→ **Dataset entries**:

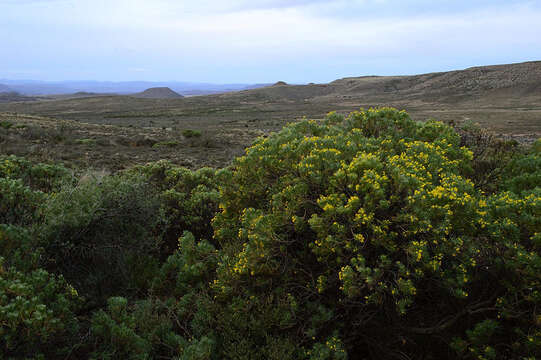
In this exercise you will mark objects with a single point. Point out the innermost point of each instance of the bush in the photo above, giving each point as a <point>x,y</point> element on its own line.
<point>18,203</point>
<point>36,314</point>
<point>43,177</point>
<point>173,322</point>
<point>189,200</point>
<point>188,133</point>
<point>101,235</point>
<point>367,227</point>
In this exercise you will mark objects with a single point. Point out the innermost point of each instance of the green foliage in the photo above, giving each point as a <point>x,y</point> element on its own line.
<point>6,124</point>
<point>189,133</point>
<point>173,327</point>
<point>101,235</point>
<point>189,200</point>
<point>523,173</point>
<point>36,313</point>
<point>18,203</point>
<point>171,143</point>
<point>42,177</point>
<point>366,236</point>
<point>374,217</point>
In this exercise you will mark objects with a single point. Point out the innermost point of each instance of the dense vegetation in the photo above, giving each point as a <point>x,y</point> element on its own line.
<point>366,237</point>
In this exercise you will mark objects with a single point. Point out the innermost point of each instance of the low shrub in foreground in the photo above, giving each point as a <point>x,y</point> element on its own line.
<point>369,236</point>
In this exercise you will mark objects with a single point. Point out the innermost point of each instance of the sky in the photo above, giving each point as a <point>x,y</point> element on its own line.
<point>260,41</point>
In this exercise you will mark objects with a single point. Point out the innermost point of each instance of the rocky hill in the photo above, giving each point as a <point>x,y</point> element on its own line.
<point>5,88</point>
<point>158,93</point>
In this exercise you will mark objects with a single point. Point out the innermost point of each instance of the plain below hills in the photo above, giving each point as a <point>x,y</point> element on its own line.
<point>506,99</point>
<point>158,93</point>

→ **What you need to do**: Leave every picture out and output the records exactly.

→ **Reply to the task**:
In this exercise you will mark objects with a single point. Point out the innermost point of each instance of the bush in the photo above, giving each point as a <point>x,y</point> element on its own line.
<point>18,203</point>
<point>36,314</point>
<point>43,177</point>
<point>173,322</point>
<point>189,200</point>
<point>188,133</point>
<point>101,235</point>
<point>367,227</point>
In this exercise you will mark objects with a single point. Point out the innermost point of each instance of the green foliage in the photo above, giving each point as a <point>x,y</point> element on its own line.
<point>6,124</point>
<point>189,133</point>
<point>173,327</point>
<point>101,235</point>
<point>189,200</point>
<point>523,173</point>
<point>36,313</point>
<point>18,203</point>
<point>171,143</point>
<point>42,177</point>
<point>366,236</point>
<point>374,217</point>
In this exercise you will mark objects with a single point. Point out the innermost point of each instance of the dense vegetation in the photo above, giving each point as a <point>x,y</point> element on its own line.
<point>366,237</point>
In this exercise you will mark objects with a single point. Point out the innermost point of each instance of the low shrub in foreground in the photo above, giving each point as a <point>x,y</point> element on its own line.
<point>369,236</point>
In this exercise you will mark objects with a single point. Point out the innermost point of each instance of the sky in the photo above, giving each point as a <point>x,y</point> element on its own line.
<point>260,41</point>
In this exercise you will mark objects with a single point. Point out the innermost point of each instance of the rocky hill in the photo above, giving each point as a <point>x,y</point> element on its own line.
<point>5,88</point>
<point>158,93</point>
In this exercise you will mark objects with a single point. Point out the innermost point of each instance of the plain below hills in the photo above, giving each point as a <point>x,y</point> element on its own line.
<point>506,99</point>
<point>158,93</point>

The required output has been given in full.